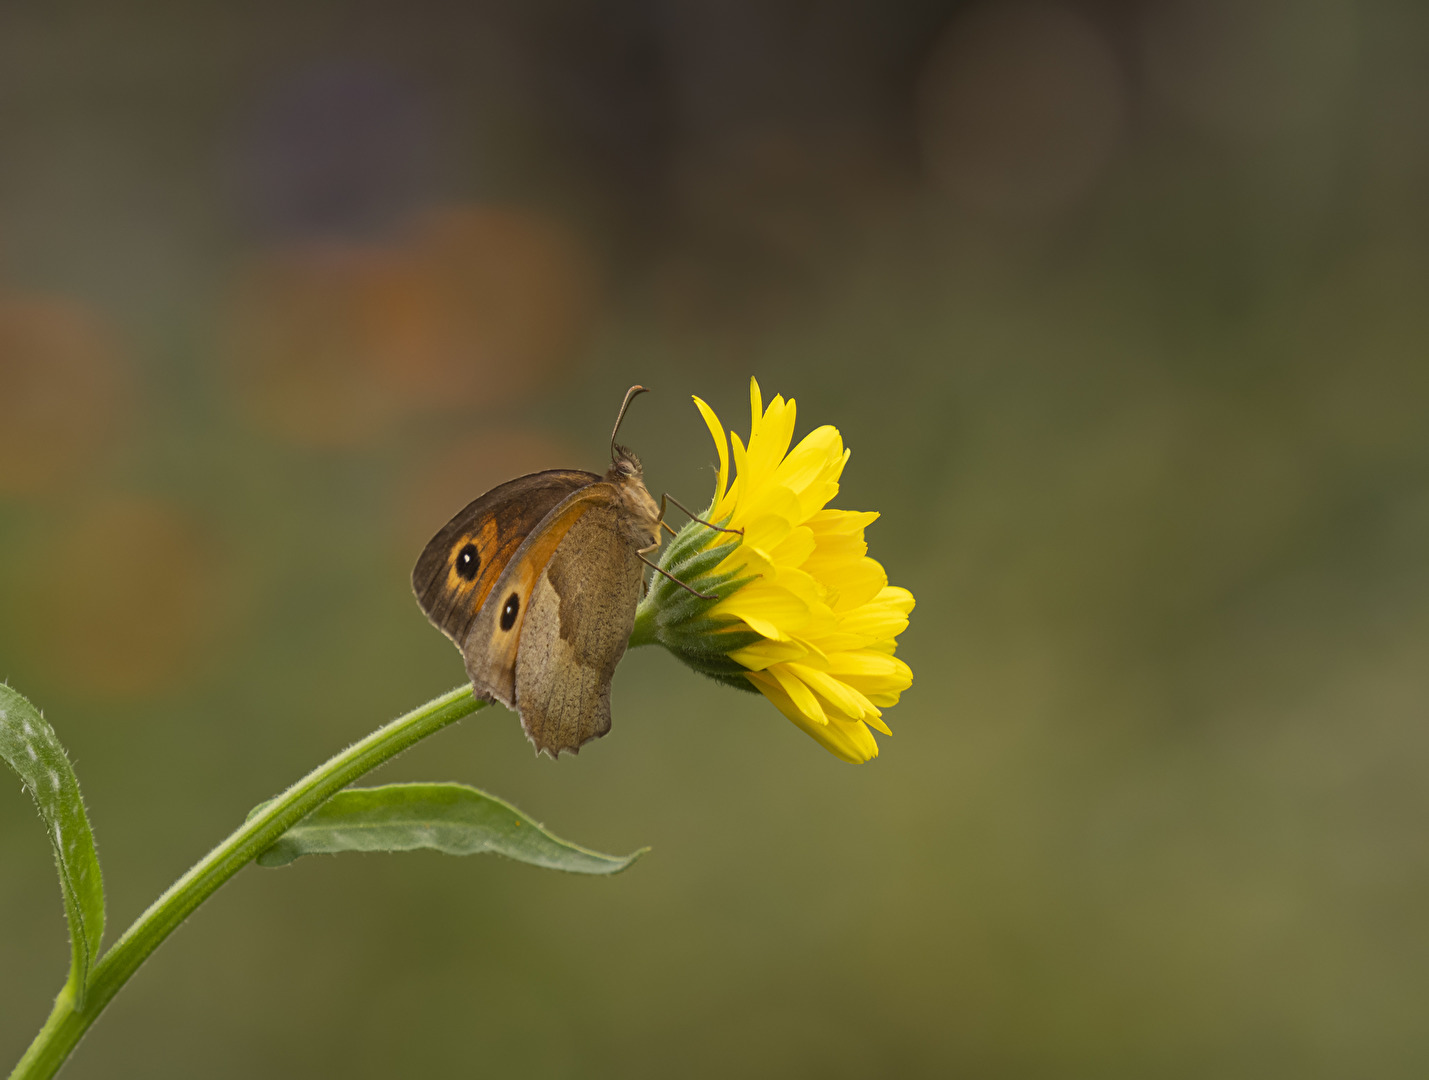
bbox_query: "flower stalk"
[11,686,483,1080]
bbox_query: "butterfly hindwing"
[411,469,599,646]
[513,499,646,755]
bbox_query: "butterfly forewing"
[455,484,618,710]
[411,469,598,645]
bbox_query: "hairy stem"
[11,685,484,1080]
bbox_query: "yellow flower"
[635,378,914,763]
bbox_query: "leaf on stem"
[251,782,646,874]
[0,684,105,1008]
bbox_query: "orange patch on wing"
[493,486,612,643]
[443,515,508,606]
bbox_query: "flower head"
[633,379,914,762]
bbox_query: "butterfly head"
[608,445,643,480]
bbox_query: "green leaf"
[251,782,646,874]
[0,684,105,1008]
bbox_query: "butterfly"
[412,386,735,757]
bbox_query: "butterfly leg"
[638,550,717,600]
[654,495,681,535]
[659,493,744,535]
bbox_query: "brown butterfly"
[412,386,735,757]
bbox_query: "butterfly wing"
[458,483,644,755]
[514,500,645,755]
[411,469,599,646]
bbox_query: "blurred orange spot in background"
[0,294,128,495]
[399,206,597,406]
[226,244,432,447]
[18,496,230,699]
[225,205,597,448]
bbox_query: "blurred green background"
[3,1,1428,1076]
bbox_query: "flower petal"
[826,556,888,613]
[737,502,801,556]
[743,396,797,504]
[819,715,881,763]
[773,424,842,488]
[746,672,879,762]
[734,482,804,536]
[729,637,811,670]
[862,711,893,737]
[875,586,915,614]
[785,661,880,724]
[765,665,828,726]
[825,649,914,699]
[713,580,813,641]
[770,524,816,571]
[803,509,877,577]
[832,587,916,647]
[716,430,749,524]
[807,508,880,537]
[693,395,729,512]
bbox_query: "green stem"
[11,685,484,1080]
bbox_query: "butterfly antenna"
[611,385,650,462]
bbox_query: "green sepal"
[693,669,762,694]
[645,539,741,613]
[663,535,740,579]
[663,515,735,566]
[659,626,764,659]
[631,513,773,690]
[675,653,767,684]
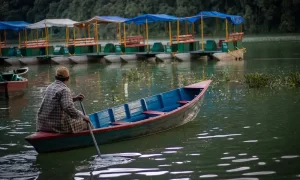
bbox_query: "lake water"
[0,40,300,180]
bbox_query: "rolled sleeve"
[60,89,84,119]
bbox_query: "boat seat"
[111,121,130,125]
[143,110,165,115]
[177,100,189,104]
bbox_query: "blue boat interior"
[89,87,203,128]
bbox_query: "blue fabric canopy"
[0,21,30,30]
[182,11,244,25]
[125,14,179,25]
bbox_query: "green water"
[0,40,300,180]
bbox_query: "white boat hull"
[104,55,121,63]
[68,56,88,64]
[4,58,21,66]
[120,55,138,63]
[174,53,191,62]
[51,56,70,64]
[19,57,38,65]
[155,54,173,63]
[213,49,245,61]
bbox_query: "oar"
[79,101,101,157]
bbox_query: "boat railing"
[172,34,197,44]
[227,32,244,42]
[121,35,145,47]
[67,37,97,47]
[20,40,50,48]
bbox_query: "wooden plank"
[111,121,130,125]
[143,110,165,115]
[177,100,189,104]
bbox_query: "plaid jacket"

+ + + + +

Task directions: Type the listing out again word for word, passing over each picture.

Written solution:
bbox_query: "flower stalk"
[11,686,483,1080]
bbox_query: "butterfly hindwing"
[411,469,599,646]
[513,499,646,755]
bbox_query: "butterfly forewing"
[455,484,618,710]
[411,469,598,645]
bbox_query: "hairy stem"
[11,685,484,1080]
bbox_query: "yellow flower"
[635,378,914,763]
bbox_query: "leaf on stem"
[251,782,646,874]
[0,684,105,1008]
bbox_query: "orange patch on wing"
[493,486,612,643]
[443,515,508,606]
bbox_query: "flower head"
[633,379,914,762]
bbox_query: "butterfly head"
[608,445,643,480]
bbox_query: "green leaf"
[251,782,646,874]
[0,684,105,1008]
bbox_query: "butterfly"
[412,386,735,757]
bbox_query: "butterfly leg"
[638,550,717,600]
[654,495,681,535]
[659,493,744,535]
bbox_query: "brown butterfly"
[412,386,735,757]
bbox_query: "butterfly wing"
[458,483,644,755]
[514,500,645,755]
[411,469,599,646]
bbox_query: "blurred orange spot in background"
[0,294,128,495]
[399,206,597,406]
[226,244,432,447]
[18,496,230,699]
[225,205,597,448]
bbox_query: "blurred green background"
[3,1,1428,1076]
bbox_query: "flower petal"
[826,556,888,613]
[737,502,801,556]
[743,396,797,504]
[819,715,881,763]
[773,424,842,488]
[746,672,879,762]
[734,482,804,536]
[729,637,811,670]
[862,711,893,737]
[875,586,915,614]
[785,661,880,724]
[765,665,828,726]
[825,649,914,699]
[713,580,813,641]
[770,524,816,571]
[803,509,877,577]
[832,587,916,647]
[716,430,749,524]
[807,508,880,537]
[693,395,729,512]
bbox_query: "green stem"
[11,685,484,1080]
bbox_query: "butterfly antenna"
[611,385,650,462]
bbox_query: "green sepal"
[693,669,762,694]
[645,539,741,613]
[663,535,740,579]
[663,515,735,566]
[659,626,764,659]
[631,513,773,690]
[675,653,767,684]
bbox_query: "lake water"
[0,40,300,180]
bbox_query: "rolled sleeve"
[60,89,84,119]
bbox_query: "boat seat"
[111,121,130,125]
[143,110,165,115]
[177,100,189,104]
bbox_query: "blue boat interior"
[89,87,203,128]
bbox_query: "blue fabric canopy"
[0,21,30,30]
[182,11,244,25]
[125,14,179,25]
bbox_query: "green water"
[0,40,300,180]
bbox_query: "white boat hull"
[104,55,121,63]
[68,56,88,64]
[4,58,21,66]
[120,55,138,63]
[174,53,191,62]
[51,56,70,64]
[19,57,38,65]
[155,54,173,63]
[213,49,245,61]
bbox_query: "oar"
[79,101,101,157]
bbox_query: "boat railing"
[172,34,197,44]
[227,32,244,42]
[121,35,145,47]
[67,37,97,47]
[20,40,50,48]
bbox_query: "wooden plank"
[111,121,130,125]
[143,110,165,115]
[177,100,189,104]
bbox_query: "plaid jacket"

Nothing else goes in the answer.